[THE DATA — start]

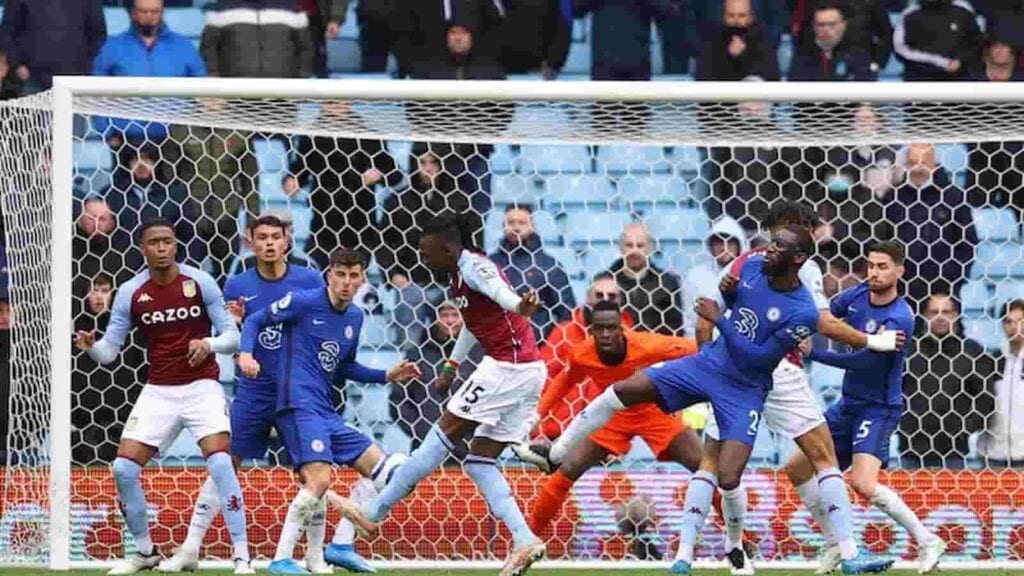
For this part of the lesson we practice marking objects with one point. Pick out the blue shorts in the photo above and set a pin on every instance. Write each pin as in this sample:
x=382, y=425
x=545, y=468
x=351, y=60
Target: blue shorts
x=252, y=418
x=861, y=428
x=690, y=380
x=309, y=437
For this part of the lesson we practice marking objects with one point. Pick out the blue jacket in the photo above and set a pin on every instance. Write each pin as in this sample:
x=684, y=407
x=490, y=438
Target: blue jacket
x=126, y=54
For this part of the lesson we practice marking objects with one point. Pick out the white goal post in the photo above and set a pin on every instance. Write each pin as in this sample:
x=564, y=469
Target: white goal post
x=651, y=114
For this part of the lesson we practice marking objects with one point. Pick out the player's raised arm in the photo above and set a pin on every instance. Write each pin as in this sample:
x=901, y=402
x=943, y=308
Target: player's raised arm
x=108, y=348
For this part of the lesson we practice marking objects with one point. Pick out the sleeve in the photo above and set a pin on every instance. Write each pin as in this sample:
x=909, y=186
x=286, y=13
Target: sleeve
x=107, y=350
x=481, y=275
x=768, y=354
x=226, y=340
x=285, y=311
x=901, y=44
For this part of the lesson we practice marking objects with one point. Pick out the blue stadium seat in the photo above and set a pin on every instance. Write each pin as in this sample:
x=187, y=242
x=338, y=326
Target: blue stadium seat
x=595, y=228
x=633, y=160
x=92, y=155
x=995, y=260
x=186, y=22
x=567, y=159
x=976, y=297
x=569, y=193
x=653, y=194
x=679, y=225
x=996, y=224
x=118, y=21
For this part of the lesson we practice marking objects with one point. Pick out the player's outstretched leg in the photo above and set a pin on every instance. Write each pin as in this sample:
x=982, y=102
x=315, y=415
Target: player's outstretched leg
x=127, y=474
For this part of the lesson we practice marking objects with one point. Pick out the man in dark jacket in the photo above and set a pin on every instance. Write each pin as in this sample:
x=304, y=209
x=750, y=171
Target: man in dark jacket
x=621, y=35
x=830, y=57
x=867, y=28
x=938, y=40
x=947, y=386
x=529, y=268
x=257, y=39
x=47, y=38
x=933, y=220
x=653, y=296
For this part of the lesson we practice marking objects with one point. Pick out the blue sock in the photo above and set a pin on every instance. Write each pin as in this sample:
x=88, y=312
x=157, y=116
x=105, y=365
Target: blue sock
x=697, y=503
x=836, y=501
x=126, y=475
x=483, y=471
x=422, y=461
x=232, y=504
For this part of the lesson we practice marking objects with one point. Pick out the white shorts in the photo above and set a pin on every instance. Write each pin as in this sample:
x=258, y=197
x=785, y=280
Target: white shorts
x=791, y=409
x=162, y=412
x=502, y=397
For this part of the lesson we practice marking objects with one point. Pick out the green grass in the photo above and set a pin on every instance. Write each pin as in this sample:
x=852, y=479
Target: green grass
x=536, y=572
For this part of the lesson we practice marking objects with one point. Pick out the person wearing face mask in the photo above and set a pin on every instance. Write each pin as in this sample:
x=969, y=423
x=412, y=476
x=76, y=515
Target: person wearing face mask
x=148, y=48
x=829, y=57
x=938, y=40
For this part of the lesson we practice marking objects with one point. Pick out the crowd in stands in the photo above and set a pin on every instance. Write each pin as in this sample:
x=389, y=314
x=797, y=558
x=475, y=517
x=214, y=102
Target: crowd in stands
x=364, y=194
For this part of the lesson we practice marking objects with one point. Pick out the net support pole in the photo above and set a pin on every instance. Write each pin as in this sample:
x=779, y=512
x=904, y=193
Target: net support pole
x=60, y=329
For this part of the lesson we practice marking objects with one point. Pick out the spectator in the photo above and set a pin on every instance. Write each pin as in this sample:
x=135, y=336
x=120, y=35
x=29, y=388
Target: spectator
x=326, y=18
x=934, y=221
x=938, y=40
x=47, y=38
x=417, y=404
x=867, y=28
x=830, y=56
x=343, y=173
x=653, y=296
x=724, y=242
x=257, y=39
x=147, y=48
x=140, y=194
x=1003, y=441
x=946, y=387
x=737, y=48
x=431, y=192
x=537, y=35
x=527, y=266
x=621, y=35
x=570, y=332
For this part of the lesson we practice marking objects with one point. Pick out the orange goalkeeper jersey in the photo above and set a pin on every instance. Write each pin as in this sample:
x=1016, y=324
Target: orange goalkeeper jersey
x=586, y=376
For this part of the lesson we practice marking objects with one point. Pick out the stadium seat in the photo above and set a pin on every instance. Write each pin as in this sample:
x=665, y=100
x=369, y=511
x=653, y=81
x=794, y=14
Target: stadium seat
x=118, y=21
x=996, y=224
x=595, y=228
x=679, y=225
x=632, y=160
x=976, y=297
x=566, y=159
x=570, y=193
x=186, y=22
x=995, y=260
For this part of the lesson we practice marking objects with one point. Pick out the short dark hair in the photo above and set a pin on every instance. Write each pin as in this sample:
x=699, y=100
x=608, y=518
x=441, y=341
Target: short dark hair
x=346, y=257
x=156, y=222
x=267, y=220
x=792, y=212
x=891, y=248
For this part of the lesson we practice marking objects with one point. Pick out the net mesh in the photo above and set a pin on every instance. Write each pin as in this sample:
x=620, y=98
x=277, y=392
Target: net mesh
x=358, y=173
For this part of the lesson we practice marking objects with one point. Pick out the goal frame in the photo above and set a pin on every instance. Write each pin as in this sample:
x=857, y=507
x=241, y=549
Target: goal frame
x=66, y=89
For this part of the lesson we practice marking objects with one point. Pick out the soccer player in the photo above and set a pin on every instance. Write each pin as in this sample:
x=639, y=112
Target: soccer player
x=255, y=399
x=175, y=306
x=611, y=354
x=862, y=421
x=793, y=412
x=496, y=405
x=320, y=336
x=770, y=314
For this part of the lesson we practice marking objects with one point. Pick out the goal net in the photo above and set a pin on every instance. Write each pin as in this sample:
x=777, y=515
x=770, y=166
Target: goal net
x=650, y=182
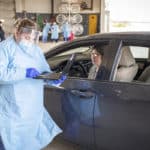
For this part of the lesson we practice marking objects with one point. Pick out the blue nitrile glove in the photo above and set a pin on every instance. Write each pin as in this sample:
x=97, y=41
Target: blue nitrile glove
x=31, y=73
x=60, y=80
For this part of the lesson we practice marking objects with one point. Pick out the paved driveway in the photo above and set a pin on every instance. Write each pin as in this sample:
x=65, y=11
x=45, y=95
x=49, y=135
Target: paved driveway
x=60, y=144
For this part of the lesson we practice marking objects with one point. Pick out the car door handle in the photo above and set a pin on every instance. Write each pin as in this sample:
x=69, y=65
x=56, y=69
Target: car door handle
x=83, y=93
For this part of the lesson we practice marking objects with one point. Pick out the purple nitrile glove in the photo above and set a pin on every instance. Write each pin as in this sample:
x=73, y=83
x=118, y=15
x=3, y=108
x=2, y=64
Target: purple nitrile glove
x=31, y=73
x=60, y=81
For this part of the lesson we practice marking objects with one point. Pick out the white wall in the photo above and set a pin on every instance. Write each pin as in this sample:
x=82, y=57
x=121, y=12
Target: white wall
x=44, y=6
x=34, y=6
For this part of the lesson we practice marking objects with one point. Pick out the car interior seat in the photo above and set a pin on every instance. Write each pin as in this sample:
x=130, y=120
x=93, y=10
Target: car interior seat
x=145, y=76
x=127, y=68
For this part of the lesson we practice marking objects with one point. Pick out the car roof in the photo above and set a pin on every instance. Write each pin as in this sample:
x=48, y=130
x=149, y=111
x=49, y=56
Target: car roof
x=125, y=36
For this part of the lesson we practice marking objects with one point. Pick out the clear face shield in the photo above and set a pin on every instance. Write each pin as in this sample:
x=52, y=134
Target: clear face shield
x=30, y=34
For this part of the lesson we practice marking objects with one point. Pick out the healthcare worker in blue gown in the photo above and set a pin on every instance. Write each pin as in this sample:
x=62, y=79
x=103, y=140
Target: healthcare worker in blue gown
x=24, y=122
x=45, y=31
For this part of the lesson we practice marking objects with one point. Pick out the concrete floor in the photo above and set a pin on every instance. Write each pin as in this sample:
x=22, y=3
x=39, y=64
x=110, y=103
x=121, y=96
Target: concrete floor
x=60, y=144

[THE DATA — finish]

REQUIRED WORK ▸ From the records above, copy only the lines starting with the line that holds "x=48, y=130" and going on through the line that holds "x=103, y=140", exactly as written.

SOLUTION ▸
x=48, y=130
x=149, y=111
x=49, y=56
Target: car roof
x=125, y=36
For this part of the lesson we practice marking objects with one point. Pick out the clear face shield in the photo above and set a pin on every instance. Write each pin as in this sample:
x=52, y=134
Target: clear face shield
x=30, y=34
For this part of the lesson we practice marking objects with one point. Pick out the healthcare worker in blue gown in the photo above and set a pin on every instance. Write each pin as in this sample:
x=62, y=79
x=103, y=140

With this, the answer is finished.